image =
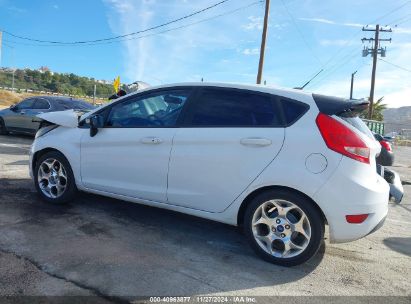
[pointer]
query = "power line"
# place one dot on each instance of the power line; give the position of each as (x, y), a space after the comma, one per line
(336, 54)
(395, 21)
(395, 65)
(144, 36)
(390, 12)
(403, 21)
(119, 36)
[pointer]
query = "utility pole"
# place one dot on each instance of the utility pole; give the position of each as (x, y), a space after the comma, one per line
(94, 94)
(12, 83)
(374, 51)
(1, 45)
(352, 83)
(263, 39)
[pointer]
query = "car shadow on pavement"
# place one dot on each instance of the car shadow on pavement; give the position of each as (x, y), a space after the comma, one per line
(399, 244)
(125, 249)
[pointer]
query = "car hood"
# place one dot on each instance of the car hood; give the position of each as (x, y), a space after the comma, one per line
(68, 118)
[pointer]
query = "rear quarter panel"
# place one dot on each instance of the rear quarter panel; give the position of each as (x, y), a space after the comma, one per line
(289, 169)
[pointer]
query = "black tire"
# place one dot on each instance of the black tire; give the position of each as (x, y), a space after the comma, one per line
(71, 188)
(314, 216)
(3, 129)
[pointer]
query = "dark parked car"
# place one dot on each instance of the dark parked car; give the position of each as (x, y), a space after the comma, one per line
(386, 157)
(19, 118)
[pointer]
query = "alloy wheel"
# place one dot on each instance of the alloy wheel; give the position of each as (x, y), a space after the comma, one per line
(52, 178)
(281, 228)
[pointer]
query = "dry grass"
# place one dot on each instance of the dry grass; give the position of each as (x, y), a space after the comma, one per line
(8, 98)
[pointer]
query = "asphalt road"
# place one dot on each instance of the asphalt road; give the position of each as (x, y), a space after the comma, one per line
(105, 247)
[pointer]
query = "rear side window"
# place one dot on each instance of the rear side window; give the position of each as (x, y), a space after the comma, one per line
(74, 104)
(41, 104)
(293, 110)
(232, 108)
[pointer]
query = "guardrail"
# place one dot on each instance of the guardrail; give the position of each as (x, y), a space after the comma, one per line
(375, 126)
(16, 90)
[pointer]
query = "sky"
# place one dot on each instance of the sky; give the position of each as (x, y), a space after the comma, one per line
(219, 44)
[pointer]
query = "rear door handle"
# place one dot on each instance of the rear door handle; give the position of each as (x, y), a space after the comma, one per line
(151, 140)
(255, 141)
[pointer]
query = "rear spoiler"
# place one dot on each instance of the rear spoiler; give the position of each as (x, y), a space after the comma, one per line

▬▬▬▬▬▬

Write out the records above exactly as they appear, leaving out any pictures.

image =
[pointer]
query = "power line"
# place one dot on each instance of the power line; give the position of each as (x, y), a space after the comma, one per line
(336, 54)
(395, 21)
(395, 65)
(144, 36)
(390, 12)
(403, 21)
(119, 36)
[pointer]
query = "utility pole"
# place one dot on each instance of the utility pole; give the position of each as (x, y), a space after the comma, one per line
(94, 94)
(12, 83)
(374, 51)
(1, 45)
(352, 83)
(263, 39)
[pointer]
query = "car shadow on pavement"
# place one dot on each instance of the car shadow on pavement; give the position of each as (x, y), a space after the comma, one per line
(399, 244)
(125, 249)
[pointer]
query = "car hood"
# place one dot on each instance of the car hood; give the position of each as (x, y), a space after the comma, one per line
(68, 118)
[pointer]
query = "rear quarter panel"
# place one dot on each instance of the rear quarter panel; give the position of each as (x, y), a space after the comma, one per line
(289, 169)
[pointer]
query = "black tire"
# place one dot on each instance of the black tire; give the position of each as (x, y), a space after the comma, one per line
(71, 188)
(314, 216)
(3, 129)
[pointer]
query = "dark parked car"
# place one dot on each instance of the dark parked car; give the position of each as (x, y), a space after the comma, one per line
(386, 157)
(19, 118)
[pointer]
query = "alloy wheel"
# place one dot on each instance of the alloy wheel; give the position of each as (x, y), a space after the comma, one per line
(52, 178)
(281, 228)
[pointer]
query = "dry grass"
# place one dot on each instance of the dry grass; give the position of each as (x, y), a space after the comma, one per line
(8, 98)
[pointer]
query = "asphalt road"
# place one dot on each instance of the asphalt road; give the position of each as (x, y), a space after the comma, one per line
(105, 247)
[pointer]
query = "rear side window"
# place one dot on each instance of the rear side window; give the position of each as (x, y), a space after the comma, one per line
(74, 104)
(41, 104)
(293, 110)
(232, 108)
[pointer]
query = "guardrail"
# place one dot on each instance of the guardrail; give the position of each as (x, y), a space after the comma, one per line
(375, 126)
(16, 90)
[pointer]
query = "sky"
# place one dot on each instance of the sky; give the position of each as (x, y), a space after the comma, one per line
(219, 44)
[pointer]
query = "rear door handle"
# place one dot on each instance of the rear door handle; give the position of each as (x, y), a space after the comma, one per line
(151, 140)
(255, 141)
[pointer]
query = "rear spoiler"
# place one dot on each instance of the rear spoiler; give the position of each as (x, y), a space after the comma, one per line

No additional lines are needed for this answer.